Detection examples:
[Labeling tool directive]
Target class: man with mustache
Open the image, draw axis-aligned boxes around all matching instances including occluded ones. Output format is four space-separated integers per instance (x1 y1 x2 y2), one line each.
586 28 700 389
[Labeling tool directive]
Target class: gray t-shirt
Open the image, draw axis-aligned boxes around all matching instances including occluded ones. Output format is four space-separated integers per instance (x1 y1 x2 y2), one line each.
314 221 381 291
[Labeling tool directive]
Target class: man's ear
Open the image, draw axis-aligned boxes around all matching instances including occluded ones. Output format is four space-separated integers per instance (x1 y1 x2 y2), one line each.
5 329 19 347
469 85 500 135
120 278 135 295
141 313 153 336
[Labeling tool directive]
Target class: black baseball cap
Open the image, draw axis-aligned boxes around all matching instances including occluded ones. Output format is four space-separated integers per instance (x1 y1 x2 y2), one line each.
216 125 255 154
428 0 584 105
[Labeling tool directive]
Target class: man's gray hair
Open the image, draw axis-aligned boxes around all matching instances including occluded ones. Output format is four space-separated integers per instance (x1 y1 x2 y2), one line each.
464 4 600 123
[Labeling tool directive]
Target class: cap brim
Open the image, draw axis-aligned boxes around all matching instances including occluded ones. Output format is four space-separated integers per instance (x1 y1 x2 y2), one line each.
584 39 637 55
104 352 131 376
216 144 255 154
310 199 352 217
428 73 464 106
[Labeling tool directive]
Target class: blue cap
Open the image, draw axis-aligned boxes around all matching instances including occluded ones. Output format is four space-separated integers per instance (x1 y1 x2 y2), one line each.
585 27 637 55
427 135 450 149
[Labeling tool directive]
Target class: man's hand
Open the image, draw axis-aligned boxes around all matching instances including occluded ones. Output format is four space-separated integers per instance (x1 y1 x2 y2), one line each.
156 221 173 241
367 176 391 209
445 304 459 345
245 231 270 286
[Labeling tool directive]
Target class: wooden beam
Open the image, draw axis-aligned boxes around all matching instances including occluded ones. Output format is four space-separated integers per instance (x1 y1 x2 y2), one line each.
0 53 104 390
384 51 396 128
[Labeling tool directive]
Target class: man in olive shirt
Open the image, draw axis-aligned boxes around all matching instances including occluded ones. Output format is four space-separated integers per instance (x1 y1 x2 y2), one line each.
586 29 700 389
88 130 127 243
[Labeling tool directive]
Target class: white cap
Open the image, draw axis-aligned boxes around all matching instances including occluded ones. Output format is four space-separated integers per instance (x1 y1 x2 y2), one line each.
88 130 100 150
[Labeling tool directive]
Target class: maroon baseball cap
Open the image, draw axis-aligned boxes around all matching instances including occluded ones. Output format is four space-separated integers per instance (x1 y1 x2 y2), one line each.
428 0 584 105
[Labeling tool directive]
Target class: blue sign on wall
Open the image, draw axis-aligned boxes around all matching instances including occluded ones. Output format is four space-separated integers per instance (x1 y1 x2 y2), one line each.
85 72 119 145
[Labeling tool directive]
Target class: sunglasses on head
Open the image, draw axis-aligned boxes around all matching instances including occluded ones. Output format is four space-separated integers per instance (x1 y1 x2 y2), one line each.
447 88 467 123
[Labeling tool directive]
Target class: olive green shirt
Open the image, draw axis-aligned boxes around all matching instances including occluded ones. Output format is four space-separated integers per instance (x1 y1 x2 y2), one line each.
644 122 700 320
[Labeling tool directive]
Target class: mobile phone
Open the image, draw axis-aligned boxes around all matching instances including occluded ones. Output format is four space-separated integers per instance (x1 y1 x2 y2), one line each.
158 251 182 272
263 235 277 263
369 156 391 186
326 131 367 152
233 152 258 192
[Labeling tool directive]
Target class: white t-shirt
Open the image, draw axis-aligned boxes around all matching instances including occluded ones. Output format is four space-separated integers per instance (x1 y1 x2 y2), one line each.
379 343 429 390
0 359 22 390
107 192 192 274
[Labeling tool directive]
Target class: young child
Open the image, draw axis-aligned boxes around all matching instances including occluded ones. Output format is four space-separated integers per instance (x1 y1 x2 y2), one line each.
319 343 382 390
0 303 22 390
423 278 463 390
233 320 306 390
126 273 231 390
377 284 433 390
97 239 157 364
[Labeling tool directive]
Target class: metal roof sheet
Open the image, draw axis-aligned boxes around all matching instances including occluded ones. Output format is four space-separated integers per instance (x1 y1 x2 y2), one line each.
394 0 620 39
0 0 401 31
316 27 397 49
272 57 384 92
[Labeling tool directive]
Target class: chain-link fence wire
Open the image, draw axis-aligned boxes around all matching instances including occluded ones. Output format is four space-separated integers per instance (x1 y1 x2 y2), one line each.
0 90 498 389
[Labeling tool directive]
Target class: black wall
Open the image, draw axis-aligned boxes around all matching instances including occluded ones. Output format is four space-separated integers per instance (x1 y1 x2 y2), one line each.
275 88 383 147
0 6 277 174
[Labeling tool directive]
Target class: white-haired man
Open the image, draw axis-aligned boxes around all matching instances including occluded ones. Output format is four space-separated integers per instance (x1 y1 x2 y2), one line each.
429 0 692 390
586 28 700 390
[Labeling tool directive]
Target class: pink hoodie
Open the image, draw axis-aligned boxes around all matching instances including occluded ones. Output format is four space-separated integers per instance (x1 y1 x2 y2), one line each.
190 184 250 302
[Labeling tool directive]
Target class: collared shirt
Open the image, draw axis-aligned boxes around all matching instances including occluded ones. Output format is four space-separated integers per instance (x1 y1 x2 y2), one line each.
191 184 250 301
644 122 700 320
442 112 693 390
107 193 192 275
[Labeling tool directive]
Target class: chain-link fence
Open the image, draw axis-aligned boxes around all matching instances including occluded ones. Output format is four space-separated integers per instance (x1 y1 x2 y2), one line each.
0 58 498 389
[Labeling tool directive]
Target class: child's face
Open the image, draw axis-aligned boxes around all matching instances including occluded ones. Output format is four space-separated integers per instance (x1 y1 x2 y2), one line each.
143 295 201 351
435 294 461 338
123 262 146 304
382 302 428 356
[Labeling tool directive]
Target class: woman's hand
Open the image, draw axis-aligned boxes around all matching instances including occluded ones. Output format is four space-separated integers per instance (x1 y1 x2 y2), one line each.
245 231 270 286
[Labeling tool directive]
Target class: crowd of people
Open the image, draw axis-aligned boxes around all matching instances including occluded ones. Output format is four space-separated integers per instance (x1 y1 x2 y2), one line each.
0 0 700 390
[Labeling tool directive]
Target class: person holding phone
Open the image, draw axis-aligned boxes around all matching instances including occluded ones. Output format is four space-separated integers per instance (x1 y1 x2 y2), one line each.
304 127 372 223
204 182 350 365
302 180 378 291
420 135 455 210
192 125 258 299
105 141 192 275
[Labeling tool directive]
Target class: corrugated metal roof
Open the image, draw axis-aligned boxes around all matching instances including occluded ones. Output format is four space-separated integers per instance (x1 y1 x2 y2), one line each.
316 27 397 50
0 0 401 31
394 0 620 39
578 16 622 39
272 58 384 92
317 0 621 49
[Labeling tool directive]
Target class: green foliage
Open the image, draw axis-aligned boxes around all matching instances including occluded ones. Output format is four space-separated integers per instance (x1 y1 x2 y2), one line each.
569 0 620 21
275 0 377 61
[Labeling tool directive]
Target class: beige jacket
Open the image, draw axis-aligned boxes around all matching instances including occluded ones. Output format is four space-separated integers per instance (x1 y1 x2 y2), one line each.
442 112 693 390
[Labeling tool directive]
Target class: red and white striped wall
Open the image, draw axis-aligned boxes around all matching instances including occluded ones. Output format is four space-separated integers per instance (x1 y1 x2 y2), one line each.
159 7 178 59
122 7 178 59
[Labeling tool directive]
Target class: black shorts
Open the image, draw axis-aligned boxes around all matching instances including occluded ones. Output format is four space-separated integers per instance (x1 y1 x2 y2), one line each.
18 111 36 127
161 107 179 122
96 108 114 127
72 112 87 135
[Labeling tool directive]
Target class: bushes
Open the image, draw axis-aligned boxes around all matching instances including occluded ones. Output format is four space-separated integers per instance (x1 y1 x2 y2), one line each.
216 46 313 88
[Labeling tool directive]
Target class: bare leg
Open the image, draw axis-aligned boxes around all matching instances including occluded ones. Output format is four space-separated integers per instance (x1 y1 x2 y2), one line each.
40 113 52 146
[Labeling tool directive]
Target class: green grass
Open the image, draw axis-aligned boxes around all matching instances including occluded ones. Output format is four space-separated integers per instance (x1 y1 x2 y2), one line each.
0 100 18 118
...
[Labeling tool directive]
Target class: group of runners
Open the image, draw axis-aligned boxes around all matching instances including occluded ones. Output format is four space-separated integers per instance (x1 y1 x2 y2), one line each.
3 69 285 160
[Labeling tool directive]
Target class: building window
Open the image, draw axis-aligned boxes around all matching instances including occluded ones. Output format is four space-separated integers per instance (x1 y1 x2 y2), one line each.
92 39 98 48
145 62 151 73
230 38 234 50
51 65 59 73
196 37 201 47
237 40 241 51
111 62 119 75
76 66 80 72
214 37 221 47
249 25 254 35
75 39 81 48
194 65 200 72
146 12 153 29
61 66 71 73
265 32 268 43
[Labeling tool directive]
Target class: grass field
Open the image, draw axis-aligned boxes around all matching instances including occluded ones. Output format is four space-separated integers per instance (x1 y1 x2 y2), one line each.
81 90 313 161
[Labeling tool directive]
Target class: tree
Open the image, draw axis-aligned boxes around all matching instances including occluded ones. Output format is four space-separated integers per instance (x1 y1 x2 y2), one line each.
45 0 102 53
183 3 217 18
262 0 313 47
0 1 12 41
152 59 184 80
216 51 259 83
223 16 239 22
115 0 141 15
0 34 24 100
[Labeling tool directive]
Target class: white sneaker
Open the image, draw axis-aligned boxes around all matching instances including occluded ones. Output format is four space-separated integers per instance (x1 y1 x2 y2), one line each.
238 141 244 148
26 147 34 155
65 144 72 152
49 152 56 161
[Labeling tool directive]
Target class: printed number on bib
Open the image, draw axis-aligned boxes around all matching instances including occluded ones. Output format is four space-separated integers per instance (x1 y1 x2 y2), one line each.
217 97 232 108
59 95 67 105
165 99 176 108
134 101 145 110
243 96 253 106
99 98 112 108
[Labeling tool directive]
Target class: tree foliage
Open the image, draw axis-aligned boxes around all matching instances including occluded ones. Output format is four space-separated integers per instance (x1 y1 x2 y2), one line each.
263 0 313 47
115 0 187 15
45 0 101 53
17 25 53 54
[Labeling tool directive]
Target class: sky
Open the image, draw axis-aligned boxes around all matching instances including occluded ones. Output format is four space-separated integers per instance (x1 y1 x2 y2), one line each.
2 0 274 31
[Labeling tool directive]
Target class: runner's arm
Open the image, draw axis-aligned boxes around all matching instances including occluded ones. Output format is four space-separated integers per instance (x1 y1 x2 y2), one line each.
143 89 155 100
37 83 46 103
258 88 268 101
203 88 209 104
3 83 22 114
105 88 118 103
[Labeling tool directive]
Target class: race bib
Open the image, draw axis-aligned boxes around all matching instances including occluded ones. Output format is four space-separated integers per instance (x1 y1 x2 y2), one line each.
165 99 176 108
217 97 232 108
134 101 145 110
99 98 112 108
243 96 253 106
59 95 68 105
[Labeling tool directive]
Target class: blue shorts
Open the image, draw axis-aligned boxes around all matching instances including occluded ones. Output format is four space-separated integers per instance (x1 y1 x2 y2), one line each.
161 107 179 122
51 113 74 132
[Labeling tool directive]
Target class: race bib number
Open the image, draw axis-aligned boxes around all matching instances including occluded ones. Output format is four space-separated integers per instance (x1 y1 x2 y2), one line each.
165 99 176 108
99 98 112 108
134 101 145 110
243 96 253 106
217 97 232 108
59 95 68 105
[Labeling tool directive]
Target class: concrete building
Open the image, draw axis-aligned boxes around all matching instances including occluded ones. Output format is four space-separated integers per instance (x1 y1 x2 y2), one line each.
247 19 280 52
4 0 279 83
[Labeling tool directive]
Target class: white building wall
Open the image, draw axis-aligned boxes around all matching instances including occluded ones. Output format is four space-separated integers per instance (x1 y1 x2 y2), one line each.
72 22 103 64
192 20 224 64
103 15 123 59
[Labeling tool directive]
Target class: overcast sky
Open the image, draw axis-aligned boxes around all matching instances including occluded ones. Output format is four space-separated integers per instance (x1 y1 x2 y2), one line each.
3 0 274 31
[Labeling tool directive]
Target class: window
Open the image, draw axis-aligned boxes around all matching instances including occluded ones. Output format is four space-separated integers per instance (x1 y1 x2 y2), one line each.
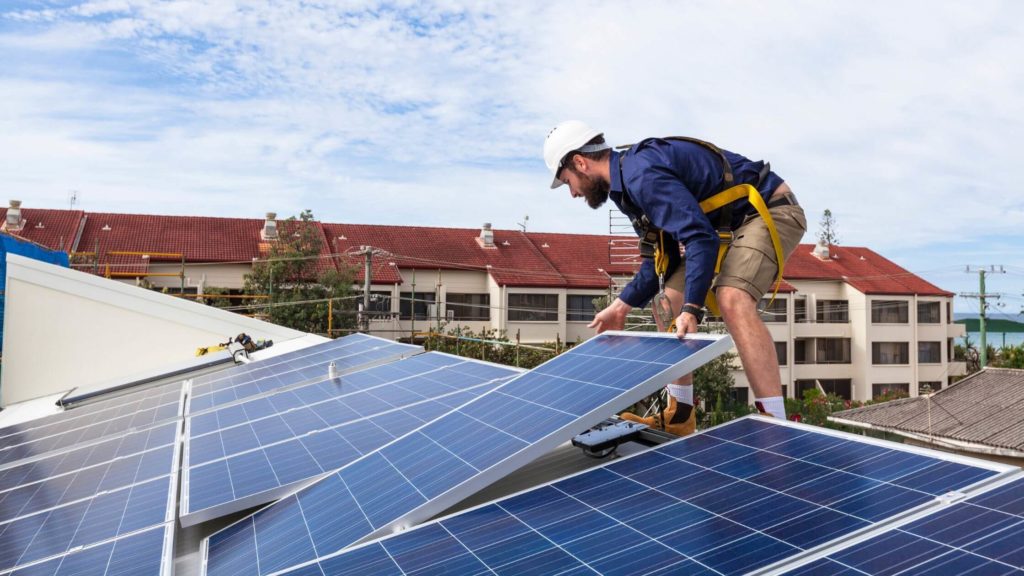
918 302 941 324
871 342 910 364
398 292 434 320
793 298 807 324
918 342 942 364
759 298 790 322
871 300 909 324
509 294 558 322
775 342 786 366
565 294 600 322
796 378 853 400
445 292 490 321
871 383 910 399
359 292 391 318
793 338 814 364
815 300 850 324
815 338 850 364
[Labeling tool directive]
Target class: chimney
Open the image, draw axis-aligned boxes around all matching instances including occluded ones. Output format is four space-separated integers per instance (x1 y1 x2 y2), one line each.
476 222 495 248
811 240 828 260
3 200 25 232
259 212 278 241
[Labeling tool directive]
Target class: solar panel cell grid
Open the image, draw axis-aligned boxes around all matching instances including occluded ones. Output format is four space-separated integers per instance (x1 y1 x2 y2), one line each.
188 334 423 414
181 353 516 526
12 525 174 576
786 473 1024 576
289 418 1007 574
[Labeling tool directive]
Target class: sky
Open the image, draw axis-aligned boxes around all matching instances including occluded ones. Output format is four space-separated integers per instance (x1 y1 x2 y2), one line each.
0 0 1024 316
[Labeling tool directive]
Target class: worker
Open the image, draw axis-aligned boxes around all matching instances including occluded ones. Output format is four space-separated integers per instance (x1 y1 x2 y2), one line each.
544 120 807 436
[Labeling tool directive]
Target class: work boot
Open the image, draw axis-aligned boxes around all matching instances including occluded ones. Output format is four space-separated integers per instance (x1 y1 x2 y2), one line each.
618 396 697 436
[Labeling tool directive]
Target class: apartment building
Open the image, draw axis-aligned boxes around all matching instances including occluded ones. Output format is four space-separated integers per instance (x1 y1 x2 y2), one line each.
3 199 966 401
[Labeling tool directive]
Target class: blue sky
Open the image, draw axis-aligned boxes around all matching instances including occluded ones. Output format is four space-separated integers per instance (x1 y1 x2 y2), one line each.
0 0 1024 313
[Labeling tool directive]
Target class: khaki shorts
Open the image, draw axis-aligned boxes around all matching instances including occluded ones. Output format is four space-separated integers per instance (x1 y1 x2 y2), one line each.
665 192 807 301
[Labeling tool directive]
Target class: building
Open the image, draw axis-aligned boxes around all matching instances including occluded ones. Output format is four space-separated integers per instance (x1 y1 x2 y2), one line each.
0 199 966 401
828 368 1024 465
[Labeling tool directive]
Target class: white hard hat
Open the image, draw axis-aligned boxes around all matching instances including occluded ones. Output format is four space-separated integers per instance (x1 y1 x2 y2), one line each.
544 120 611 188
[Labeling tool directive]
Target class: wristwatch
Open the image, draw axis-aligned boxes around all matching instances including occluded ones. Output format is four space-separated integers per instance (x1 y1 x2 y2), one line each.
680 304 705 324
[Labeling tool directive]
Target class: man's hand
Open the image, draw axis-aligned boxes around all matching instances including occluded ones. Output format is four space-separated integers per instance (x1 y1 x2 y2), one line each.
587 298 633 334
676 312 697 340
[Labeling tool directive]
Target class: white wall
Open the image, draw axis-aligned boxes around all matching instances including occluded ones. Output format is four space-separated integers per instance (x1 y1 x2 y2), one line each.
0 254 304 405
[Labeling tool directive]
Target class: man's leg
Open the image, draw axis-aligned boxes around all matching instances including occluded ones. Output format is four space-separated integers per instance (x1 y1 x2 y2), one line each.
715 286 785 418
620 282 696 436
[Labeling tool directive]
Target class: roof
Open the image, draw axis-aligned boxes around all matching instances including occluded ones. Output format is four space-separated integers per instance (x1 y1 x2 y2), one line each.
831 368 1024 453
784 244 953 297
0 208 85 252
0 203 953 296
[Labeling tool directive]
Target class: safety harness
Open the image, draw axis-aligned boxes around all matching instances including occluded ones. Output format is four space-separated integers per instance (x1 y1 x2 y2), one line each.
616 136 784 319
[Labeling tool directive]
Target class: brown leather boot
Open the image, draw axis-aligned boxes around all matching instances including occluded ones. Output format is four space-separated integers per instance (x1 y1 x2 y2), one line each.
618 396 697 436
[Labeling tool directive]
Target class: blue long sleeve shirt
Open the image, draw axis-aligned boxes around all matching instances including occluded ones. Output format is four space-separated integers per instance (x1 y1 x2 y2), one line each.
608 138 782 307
...
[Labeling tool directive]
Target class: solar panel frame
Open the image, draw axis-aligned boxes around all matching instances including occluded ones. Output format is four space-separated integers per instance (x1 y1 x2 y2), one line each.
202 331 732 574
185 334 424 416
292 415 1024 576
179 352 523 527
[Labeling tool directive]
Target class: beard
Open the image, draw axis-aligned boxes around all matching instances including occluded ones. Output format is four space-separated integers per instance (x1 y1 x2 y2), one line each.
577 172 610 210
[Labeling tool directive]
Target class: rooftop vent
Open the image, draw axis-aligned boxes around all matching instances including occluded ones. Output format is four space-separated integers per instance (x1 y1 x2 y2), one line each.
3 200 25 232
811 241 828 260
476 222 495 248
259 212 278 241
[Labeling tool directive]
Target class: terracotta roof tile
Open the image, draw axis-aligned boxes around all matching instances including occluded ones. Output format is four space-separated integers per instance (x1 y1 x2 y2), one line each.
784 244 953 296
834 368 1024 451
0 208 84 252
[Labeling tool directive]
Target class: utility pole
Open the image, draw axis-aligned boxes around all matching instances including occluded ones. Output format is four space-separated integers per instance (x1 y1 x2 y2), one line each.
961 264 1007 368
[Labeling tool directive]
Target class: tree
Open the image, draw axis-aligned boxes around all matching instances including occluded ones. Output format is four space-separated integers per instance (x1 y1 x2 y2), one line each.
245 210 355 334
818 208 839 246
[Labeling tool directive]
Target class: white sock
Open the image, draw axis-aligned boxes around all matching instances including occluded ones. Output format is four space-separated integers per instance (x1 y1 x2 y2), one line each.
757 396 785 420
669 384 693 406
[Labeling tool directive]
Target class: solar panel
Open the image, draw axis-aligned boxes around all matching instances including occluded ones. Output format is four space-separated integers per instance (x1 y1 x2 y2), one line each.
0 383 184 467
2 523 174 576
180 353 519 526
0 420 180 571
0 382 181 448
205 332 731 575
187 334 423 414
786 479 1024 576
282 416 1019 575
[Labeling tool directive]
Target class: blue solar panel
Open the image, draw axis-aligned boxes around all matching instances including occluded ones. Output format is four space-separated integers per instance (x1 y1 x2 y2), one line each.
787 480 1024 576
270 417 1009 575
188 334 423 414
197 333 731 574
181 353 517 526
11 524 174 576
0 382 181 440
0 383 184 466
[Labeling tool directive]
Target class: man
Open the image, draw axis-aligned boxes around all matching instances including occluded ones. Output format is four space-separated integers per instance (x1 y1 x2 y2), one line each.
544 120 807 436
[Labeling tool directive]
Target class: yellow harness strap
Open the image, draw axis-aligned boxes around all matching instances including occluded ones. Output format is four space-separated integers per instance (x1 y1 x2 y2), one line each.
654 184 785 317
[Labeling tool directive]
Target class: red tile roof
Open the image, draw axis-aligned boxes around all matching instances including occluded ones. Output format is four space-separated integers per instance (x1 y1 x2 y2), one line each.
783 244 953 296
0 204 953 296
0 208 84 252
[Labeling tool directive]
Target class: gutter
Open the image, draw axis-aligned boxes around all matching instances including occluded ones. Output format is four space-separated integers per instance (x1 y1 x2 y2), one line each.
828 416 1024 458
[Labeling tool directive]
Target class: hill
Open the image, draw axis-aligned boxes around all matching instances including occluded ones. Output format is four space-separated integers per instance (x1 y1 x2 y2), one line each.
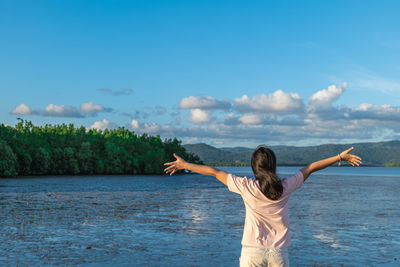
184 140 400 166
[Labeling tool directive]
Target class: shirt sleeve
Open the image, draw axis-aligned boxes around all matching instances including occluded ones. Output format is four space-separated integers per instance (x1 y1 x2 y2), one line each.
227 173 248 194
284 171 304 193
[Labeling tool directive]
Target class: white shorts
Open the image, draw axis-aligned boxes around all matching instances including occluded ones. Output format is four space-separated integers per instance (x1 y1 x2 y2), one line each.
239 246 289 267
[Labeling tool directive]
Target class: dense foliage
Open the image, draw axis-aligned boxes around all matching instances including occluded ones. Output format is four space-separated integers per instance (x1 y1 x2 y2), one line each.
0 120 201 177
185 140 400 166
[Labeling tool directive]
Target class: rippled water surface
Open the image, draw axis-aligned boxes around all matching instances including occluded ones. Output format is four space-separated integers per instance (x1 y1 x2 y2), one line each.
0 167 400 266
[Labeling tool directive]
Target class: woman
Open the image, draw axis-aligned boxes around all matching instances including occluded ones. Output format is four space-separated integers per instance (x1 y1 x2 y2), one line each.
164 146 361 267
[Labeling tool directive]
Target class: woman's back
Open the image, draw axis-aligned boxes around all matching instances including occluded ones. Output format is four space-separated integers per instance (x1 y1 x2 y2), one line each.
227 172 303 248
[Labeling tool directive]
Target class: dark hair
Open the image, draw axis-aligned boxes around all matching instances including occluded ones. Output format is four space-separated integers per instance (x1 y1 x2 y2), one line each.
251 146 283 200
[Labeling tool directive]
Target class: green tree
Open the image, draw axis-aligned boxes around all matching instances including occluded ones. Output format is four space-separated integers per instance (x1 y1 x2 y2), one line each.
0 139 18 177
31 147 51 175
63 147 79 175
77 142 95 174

== GOAL ==
How many of the lines above contain the string "blue"? Case counts, so only lines where the capital and small letters match are included. Reply with the number alone.

== EXPECTED OUTPUT ==
6